[Supplied entries Boundary: Start]

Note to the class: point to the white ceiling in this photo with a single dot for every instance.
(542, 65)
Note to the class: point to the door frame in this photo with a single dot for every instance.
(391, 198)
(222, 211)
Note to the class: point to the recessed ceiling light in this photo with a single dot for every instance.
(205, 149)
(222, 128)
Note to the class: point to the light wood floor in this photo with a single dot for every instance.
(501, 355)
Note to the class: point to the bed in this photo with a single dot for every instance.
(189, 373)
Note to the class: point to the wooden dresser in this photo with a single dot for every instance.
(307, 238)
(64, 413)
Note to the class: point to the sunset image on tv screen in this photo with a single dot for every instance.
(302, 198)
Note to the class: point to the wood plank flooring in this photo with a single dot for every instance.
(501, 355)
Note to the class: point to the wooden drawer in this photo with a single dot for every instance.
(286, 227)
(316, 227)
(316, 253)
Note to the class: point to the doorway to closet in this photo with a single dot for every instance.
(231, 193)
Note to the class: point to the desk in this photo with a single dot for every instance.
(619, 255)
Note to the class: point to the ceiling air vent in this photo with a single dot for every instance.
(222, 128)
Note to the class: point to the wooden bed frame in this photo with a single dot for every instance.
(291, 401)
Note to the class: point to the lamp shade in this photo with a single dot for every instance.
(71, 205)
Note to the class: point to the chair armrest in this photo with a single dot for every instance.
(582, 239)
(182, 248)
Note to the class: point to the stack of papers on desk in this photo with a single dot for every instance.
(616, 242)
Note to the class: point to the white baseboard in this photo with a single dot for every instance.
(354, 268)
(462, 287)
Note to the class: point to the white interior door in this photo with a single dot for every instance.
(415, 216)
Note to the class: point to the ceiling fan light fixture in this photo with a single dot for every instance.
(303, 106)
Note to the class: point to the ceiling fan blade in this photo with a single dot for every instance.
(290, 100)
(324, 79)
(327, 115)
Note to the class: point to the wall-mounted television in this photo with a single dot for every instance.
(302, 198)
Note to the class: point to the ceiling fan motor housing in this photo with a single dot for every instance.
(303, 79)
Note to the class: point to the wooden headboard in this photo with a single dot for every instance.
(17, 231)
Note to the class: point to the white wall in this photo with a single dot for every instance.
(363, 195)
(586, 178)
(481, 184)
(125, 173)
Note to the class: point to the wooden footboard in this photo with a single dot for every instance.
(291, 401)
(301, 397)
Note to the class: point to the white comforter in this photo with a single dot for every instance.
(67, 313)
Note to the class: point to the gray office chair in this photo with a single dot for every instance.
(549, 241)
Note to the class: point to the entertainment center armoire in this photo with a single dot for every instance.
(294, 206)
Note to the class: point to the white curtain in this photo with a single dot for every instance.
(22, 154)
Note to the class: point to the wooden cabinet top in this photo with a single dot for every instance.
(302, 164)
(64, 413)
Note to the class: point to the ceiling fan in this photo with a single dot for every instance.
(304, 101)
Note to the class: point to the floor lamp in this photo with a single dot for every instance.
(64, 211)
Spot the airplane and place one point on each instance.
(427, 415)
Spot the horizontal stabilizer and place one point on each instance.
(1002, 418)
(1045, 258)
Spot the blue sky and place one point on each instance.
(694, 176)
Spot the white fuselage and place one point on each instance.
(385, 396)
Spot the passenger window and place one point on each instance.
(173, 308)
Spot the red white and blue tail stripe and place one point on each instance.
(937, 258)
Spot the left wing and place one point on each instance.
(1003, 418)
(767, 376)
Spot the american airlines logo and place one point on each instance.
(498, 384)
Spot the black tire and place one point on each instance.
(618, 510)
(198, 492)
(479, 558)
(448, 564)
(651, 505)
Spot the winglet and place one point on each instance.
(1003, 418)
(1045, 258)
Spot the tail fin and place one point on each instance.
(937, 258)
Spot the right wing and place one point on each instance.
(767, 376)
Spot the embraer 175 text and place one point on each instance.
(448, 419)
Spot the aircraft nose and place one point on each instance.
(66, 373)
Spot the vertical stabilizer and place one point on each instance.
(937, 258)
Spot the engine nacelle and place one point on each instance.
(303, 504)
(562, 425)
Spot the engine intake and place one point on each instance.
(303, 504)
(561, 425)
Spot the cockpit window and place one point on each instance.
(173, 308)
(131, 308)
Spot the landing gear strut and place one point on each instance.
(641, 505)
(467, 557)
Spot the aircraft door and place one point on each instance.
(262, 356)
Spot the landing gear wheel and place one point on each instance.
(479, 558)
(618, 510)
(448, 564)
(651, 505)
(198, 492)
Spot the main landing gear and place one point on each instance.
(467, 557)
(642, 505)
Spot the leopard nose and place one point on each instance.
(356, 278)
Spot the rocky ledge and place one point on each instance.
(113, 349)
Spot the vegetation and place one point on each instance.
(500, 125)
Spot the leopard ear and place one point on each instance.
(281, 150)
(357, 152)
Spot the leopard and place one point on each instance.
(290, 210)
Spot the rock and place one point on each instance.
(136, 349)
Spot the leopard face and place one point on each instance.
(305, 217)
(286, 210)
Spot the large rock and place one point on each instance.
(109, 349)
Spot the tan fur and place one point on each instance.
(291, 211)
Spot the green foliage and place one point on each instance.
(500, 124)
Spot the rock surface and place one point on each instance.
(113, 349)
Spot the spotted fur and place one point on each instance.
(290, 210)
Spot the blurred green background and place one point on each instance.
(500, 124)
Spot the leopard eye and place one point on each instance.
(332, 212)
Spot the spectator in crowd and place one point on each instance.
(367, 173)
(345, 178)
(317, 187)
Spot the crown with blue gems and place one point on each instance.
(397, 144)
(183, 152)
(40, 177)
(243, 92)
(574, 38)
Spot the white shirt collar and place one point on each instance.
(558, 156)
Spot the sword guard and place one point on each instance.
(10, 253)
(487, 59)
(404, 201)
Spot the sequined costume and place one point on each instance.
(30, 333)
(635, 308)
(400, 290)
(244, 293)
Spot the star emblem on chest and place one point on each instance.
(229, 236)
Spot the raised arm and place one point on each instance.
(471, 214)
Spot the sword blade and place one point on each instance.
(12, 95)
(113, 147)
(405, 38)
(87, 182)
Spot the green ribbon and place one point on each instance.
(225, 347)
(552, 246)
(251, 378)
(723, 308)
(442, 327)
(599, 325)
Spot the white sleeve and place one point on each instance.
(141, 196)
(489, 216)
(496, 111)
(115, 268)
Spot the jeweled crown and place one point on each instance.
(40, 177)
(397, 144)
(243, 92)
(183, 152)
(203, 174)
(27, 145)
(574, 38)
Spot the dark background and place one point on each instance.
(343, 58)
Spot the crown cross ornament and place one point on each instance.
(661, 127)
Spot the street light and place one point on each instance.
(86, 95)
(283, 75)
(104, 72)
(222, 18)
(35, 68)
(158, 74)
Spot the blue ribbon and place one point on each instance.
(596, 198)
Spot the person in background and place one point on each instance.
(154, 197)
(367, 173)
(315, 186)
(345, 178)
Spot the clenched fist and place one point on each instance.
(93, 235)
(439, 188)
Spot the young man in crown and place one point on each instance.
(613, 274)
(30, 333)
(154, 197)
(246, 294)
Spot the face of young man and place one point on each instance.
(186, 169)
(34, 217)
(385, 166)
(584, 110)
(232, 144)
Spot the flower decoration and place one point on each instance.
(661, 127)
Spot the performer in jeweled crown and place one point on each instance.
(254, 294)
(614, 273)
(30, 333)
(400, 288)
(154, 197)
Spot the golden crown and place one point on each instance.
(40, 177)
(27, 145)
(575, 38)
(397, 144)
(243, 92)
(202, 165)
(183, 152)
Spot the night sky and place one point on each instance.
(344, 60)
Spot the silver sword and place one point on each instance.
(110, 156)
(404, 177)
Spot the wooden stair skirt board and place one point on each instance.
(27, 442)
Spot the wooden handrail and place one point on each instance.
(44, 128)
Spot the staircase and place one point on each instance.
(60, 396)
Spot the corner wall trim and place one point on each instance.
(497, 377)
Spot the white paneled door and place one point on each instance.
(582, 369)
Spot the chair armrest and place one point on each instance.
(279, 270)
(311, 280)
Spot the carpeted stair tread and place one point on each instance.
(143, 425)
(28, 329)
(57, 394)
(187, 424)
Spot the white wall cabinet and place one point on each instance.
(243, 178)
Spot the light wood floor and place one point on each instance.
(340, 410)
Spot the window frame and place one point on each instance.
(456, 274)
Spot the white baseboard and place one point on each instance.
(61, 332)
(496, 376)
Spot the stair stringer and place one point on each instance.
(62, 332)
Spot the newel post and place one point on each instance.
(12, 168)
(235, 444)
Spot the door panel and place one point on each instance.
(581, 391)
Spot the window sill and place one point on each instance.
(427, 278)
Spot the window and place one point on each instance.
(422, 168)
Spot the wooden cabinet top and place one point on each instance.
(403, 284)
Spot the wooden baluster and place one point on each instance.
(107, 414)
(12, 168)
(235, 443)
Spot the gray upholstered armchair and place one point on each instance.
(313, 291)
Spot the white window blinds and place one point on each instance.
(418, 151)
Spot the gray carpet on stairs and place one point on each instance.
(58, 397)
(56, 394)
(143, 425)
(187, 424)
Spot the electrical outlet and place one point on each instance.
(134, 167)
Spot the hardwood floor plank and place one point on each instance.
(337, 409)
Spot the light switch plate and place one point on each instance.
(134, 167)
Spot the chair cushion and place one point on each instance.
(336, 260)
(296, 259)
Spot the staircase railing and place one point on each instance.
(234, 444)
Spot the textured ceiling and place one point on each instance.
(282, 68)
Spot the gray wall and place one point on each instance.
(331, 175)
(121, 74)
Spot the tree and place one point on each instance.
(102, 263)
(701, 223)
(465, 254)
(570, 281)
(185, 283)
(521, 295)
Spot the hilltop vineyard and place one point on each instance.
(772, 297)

[Supplied entries Boundary: End]

### Assigned task
The response must contain exactly the lines from the one with "Spot the textured" through the last line of the material above, both ends included, and no others.

### Exercise answer
Spot the textured ceiling and place one point on each instance.
(282, 68)
Spot the gray wall and place one point on each instance.
(331, 175)
(121, 74)
Spot the tree and place one point on each instance.
(102, 263)
(701, 223)
(465, 254)
(570, 281)
(185, 283)
(521, 295)
Spot the hilltop vineyard and place one point on each instance.
(772, 297)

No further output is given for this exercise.